--- EXERCISE INSTRUCTIONS ---
Please find each line in the data below that contains the word "shelf" and copy those lines.

--- start of DATA SHOWN ---

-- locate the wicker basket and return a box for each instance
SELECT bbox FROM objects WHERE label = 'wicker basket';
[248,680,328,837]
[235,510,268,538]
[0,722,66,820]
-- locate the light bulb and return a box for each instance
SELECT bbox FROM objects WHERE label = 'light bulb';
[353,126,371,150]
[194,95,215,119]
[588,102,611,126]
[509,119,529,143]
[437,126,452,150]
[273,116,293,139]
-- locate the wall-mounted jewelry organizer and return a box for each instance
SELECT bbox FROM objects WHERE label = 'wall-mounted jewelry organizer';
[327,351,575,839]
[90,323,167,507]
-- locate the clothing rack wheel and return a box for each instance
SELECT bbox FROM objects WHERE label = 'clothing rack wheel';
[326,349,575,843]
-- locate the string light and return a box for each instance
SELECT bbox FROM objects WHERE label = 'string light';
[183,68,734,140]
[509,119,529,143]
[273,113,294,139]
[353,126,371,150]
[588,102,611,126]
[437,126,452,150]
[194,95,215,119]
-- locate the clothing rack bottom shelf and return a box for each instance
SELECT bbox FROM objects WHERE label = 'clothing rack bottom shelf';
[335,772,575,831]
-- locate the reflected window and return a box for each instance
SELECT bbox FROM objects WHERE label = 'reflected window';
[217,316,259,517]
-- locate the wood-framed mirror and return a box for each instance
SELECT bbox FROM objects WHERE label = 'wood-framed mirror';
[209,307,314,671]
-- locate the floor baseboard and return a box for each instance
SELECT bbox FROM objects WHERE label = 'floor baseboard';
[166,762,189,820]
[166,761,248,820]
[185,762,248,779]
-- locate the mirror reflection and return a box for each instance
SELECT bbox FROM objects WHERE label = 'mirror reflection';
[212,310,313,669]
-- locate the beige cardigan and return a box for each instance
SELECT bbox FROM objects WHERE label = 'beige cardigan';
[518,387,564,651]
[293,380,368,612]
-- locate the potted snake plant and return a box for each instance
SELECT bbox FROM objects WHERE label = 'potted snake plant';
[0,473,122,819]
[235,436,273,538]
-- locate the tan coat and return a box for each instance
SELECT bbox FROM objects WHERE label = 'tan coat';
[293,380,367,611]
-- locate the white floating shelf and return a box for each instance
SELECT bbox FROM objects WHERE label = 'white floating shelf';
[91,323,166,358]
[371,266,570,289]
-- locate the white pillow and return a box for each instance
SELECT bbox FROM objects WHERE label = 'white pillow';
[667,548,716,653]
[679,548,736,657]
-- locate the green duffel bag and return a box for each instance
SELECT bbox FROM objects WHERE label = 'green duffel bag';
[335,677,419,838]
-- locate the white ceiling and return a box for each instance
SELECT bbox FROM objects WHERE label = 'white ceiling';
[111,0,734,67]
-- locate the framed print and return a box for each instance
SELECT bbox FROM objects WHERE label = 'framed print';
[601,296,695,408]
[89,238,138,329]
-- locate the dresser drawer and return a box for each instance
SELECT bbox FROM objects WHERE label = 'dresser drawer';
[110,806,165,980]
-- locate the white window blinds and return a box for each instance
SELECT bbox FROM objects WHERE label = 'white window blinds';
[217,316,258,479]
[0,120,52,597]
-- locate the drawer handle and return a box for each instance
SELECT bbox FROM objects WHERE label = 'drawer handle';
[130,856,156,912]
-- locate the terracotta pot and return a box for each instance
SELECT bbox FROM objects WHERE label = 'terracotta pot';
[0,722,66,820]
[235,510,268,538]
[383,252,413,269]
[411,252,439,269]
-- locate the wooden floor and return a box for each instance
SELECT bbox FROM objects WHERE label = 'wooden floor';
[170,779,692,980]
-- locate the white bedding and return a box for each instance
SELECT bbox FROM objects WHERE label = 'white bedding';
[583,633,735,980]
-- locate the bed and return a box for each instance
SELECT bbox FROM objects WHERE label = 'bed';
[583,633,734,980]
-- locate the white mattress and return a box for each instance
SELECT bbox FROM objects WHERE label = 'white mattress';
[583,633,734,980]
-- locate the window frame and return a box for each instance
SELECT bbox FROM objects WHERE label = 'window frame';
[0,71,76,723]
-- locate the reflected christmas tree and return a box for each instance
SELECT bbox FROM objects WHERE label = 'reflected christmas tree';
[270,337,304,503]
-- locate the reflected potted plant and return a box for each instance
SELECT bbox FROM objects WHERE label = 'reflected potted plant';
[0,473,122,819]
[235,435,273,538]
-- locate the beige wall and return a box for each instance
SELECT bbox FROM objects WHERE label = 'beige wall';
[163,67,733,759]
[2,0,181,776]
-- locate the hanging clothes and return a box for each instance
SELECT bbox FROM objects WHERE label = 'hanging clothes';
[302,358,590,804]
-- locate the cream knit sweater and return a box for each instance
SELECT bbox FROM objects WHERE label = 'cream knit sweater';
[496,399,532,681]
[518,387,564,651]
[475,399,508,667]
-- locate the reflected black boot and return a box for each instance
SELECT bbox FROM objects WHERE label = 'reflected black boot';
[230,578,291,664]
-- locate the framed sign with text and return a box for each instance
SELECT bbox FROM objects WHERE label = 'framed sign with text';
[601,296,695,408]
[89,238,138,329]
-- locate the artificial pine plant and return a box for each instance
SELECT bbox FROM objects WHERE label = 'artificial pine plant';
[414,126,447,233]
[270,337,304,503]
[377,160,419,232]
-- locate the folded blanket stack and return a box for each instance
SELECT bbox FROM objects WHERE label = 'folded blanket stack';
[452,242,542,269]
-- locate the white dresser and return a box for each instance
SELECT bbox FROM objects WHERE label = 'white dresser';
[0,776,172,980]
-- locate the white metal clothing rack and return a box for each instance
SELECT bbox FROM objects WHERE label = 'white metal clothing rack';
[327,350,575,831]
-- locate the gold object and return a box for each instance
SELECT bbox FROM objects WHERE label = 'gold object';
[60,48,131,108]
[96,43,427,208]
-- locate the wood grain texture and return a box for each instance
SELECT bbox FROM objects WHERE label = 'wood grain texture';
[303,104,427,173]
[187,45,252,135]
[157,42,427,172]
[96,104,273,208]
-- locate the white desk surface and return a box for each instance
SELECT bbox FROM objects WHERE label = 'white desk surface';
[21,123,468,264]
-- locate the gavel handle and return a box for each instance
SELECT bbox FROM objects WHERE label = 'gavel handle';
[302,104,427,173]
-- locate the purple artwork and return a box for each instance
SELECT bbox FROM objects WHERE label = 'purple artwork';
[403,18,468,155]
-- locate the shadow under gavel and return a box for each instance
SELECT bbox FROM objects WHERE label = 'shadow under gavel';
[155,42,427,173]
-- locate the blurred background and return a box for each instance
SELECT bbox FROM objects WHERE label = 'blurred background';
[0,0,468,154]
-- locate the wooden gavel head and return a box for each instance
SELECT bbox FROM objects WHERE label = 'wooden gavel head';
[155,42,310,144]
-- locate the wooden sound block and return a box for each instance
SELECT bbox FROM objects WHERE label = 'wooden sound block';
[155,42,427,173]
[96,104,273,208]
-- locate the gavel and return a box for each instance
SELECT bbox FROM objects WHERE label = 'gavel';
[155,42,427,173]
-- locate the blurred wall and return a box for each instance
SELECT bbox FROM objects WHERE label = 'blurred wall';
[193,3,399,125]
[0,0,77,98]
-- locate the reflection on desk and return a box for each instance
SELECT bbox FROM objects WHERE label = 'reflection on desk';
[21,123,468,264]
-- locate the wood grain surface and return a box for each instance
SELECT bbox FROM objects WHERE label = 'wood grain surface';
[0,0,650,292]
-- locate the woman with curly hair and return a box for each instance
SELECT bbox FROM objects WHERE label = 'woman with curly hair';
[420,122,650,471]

--- end of DATA SHOWN ---

--- COMPLETE ANSWER ---
-- locate the clothing rack bottom shelf and return a box for each instance
SELECT bbox FROM objects WHERE label = 'clothing rack bottom shelf';
-- locate the white floating shelf and return a box for each instance
SELECT bbox FROM objects WHERE label = 'white floating shelf';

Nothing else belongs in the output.